◆ Required task ◆
Select each row that contains the string "target" and copy those rows out in full.

◆ Dataset ◆
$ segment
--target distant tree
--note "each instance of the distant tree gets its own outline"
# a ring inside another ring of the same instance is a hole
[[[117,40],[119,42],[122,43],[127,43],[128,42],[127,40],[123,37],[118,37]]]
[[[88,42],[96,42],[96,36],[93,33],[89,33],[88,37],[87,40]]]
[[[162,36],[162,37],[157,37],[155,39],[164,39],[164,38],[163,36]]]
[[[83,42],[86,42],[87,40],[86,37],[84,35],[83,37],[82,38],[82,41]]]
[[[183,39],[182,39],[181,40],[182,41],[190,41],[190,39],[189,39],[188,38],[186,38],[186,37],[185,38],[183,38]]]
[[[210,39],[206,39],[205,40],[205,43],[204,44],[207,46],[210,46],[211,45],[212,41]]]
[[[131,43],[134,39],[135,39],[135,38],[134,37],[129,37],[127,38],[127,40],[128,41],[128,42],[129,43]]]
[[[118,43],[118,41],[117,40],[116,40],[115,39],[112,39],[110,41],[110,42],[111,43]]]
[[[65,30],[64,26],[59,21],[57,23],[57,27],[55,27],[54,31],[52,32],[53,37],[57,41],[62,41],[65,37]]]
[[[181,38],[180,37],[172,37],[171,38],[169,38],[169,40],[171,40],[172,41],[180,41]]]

---

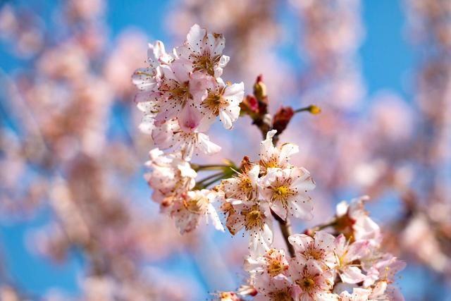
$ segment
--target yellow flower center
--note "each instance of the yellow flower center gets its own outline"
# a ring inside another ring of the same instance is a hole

◆ Result for this exercise ◆
--target distant tree
--target yellow flower center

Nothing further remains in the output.